> _Text under study_
=-=-=

Vol. 16, No.2 of the Journal of Comparative and International Higher Education (JCIHE) explores digitalization in the COVID and post-COVID era in 13 countries and regions around the world: Australia, Brazil, Canada, Caribbean, China, Ethiopia, Germany, Japan, Korea, Mexico, United Kingdom, Vietnam, and Zimbabwe.

In their introductory article, Hans G. Schuetze, Wietse de Vries, and Germán Álvarez Mendiola state:

The articles in this Special Issue show the many commonalities and challenges of the transformation to a digital state and society, but also significant differences between them, especially between the countries of the ‘global North’ and the ‘global South.’ However, these differences stem mostly from governmental policy decisions regarding higher education, more so than technological dimensions of digitalization or the stages of economic development.

The main themes

Taken together, the articles in this issue suggest widespread, steady and sustainable growth in digital learning globally, but much more so in some countries than others for the following reasons:

The importance of a national digital infrastructure for digital learning

Widespread and affordable technology infrastructure, including home- and work-based broadband internet access, and home and work-based computing facilities, are essential for  effective implementation and adoption of digital learning. This includes already existing widespread general digital skills in the general public. However in countries, especially in the global south, with widespread economic and social inequities, digital learning in itself merely widens the gaps in equity. In this respect it is interesting to compare Australia and Canada with similar levels of economic development, but the use of digital learning appears to be much more prevalent in Canada than Australia, mainly because Canada appears to have a more widely accessible digital infrastructure.

Government policy matters

However, the digital infrastructure is only one factor; government policies regarding digitalisation nationally or in higher education in particular varied widely from country to country. Government policies in countries such as China, Vietnam and the European Union  have not only strongly impacted the adoption of digitalisation throughout their economies in general, but also have also affected the adoption of digital learning; government policies in other countries, such as Brazil or Mexico, have been weak or ineffective and as a result the take-up and effectiveness of digital learning has been less effective.

=-=-=

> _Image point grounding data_
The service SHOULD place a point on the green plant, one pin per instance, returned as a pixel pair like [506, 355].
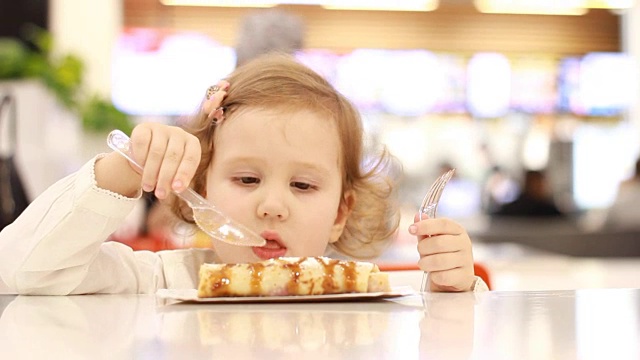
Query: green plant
[62, 75]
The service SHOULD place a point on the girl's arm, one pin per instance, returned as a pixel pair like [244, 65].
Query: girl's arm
[56, 245]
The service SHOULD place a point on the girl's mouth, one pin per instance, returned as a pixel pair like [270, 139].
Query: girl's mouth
[272, 249]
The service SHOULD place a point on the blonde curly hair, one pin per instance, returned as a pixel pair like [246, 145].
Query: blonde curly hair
[278, 81]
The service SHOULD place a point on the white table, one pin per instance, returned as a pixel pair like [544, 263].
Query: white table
[583, 324]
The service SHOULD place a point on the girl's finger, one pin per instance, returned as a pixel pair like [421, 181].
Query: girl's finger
[188, 166]
[431, 227]
[168, 167]
[441, 262]
[154, 158]
[441, 244]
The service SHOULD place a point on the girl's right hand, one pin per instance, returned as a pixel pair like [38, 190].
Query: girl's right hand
[168, 154]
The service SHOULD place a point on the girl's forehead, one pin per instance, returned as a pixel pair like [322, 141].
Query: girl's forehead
[284, 118]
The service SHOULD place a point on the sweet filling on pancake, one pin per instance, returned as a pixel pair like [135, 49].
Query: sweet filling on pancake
[291, 276]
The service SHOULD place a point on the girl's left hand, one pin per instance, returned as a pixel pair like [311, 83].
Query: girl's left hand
[445, 252]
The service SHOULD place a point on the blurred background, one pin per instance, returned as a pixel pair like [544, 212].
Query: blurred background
[535, 103]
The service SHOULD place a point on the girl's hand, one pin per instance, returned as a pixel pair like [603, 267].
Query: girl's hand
[168, 154]
[445, 252]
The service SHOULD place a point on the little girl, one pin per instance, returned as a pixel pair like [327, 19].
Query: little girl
[275, 147]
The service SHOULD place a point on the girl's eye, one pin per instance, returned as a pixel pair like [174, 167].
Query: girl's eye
[248, 180]
[301, 185]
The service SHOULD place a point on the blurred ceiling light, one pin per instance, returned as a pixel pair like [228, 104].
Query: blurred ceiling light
[220, 3]
[533, 7]
[404, 5]
[609, 4]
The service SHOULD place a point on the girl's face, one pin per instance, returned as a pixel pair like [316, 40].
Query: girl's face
[280, 175]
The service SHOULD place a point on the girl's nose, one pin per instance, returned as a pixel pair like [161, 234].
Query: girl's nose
[273, 206]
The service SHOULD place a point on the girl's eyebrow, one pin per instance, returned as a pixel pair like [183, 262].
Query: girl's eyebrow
[312, 167]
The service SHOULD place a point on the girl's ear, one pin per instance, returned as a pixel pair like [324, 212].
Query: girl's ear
[344, 210]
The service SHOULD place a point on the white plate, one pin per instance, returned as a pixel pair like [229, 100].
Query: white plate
[191, 295]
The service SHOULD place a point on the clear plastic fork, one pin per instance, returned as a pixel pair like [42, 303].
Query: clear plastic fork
[430, 206]
[208, 218]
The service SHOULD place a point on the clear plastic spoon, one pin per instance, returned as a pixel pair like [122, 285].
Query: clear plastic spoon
[208, 218]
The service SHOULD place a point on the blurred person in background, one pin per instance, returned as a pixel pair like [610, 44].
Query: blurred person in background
[534, 200]
[623, 213]
[270, 30]
[499, 188]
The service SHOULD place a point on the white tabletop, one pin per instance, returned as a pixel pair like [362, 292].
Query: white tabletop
[583, 324]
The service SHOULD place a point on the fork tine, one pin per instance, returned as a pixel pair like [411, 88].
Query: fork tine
[429, 207]
[431, 198]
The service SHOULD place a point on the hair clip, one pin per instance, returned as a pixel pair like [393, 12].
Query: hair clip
[214, 114]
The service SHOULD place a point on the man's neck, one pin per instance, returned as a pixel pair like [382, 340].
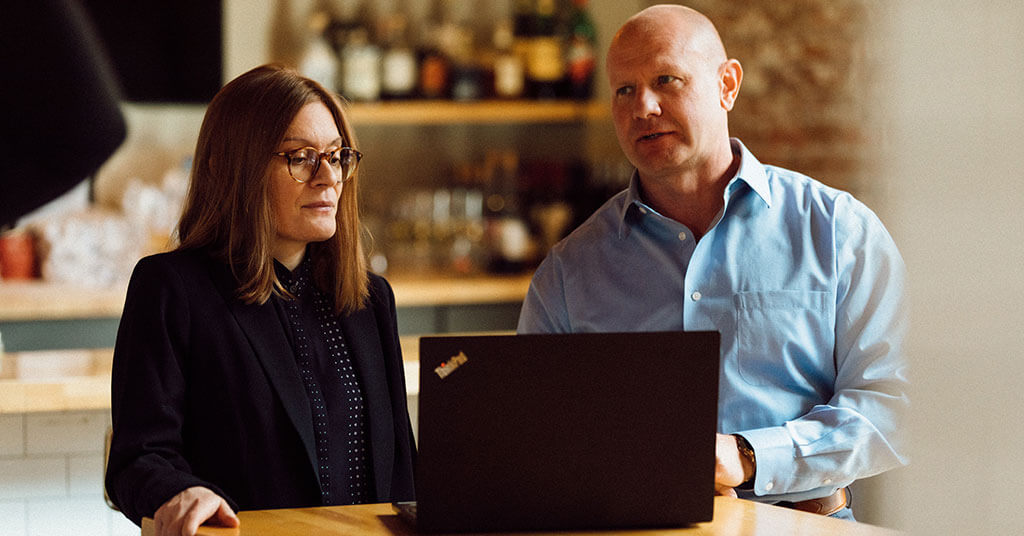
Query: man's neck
[694, 198]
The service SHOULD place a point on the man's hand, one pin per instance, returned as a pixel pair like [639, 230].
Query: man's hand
[182, 514]
[731, 468]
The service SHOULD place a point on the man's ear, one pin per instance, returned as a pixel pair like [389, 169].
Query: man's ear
[730, 76]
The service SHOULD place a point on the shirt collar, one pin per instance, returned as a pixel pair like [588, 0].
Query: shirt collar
[296, 280]
[751, 172]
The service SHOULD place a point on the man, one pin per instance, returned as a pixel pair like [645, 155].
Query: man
[802, 281]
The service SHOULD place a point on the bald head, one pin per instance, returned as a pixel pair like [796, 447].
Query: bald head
[688, 29]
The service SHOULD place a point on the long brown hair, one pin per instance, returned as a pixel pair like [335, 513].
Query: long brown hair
[227, 209]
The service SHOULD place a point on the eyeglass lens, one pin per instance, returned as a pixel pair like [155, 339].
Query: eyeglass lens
[304, 163]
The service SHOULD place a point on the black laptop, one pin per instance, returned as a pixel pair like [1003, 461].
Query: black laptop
[565, 431]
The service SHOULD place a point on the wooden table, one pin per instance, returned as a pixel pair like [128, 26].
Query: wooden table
[732, 518]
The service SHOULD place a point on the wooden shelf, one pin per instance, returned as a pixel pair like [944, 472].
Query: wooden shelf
[481, 112]
[41, 300]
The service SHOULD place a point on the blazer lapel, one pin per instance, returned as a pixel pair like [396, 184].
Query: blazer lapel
[263, 328]
[361, 335]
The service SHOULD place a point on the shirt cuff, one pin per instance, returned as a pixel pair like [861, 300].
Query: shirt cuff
[776, 460]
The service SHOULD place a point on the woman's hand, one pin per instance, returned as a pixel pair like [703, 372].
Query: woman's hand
[182, 514]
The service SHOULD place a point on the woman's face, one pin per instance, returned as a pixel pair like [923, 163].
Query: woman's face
[304, 212]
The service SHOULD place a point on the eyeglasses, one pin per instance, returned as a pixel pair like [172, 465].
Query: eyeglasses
[303, 163]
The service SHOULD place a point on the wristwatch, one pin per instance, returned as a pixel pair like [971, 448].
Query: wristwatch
[748, 452]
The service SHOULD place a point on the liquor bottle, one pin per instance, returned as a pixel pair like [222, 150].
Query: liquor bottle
[434, 65]
[545, 62]
[360, 68]
[398, 66]
[318, 62]
[507, 70]
[456, 41]
[581, 52]
[509, 242]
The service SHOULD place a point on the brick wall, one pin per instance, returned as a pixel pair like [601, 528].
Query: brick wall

=-=-=

> _What to work on_
A: According to the summary of the journal issue on digitalization, how many countries and regions does Vol. 16, No. 2 of the JCIHE cover?
B: Using the summary of the journal issue on digitalization, explain why digital learning appears more widespread in Canada than in Australia.

> _Exercise results_
A: 13 countries and regions.

B: Australia and Canada have similar levels of economic development. Digital learning still appears much more prevalent in Canada, mainly because Canada appears to have a more widely accessible digital infrastructure.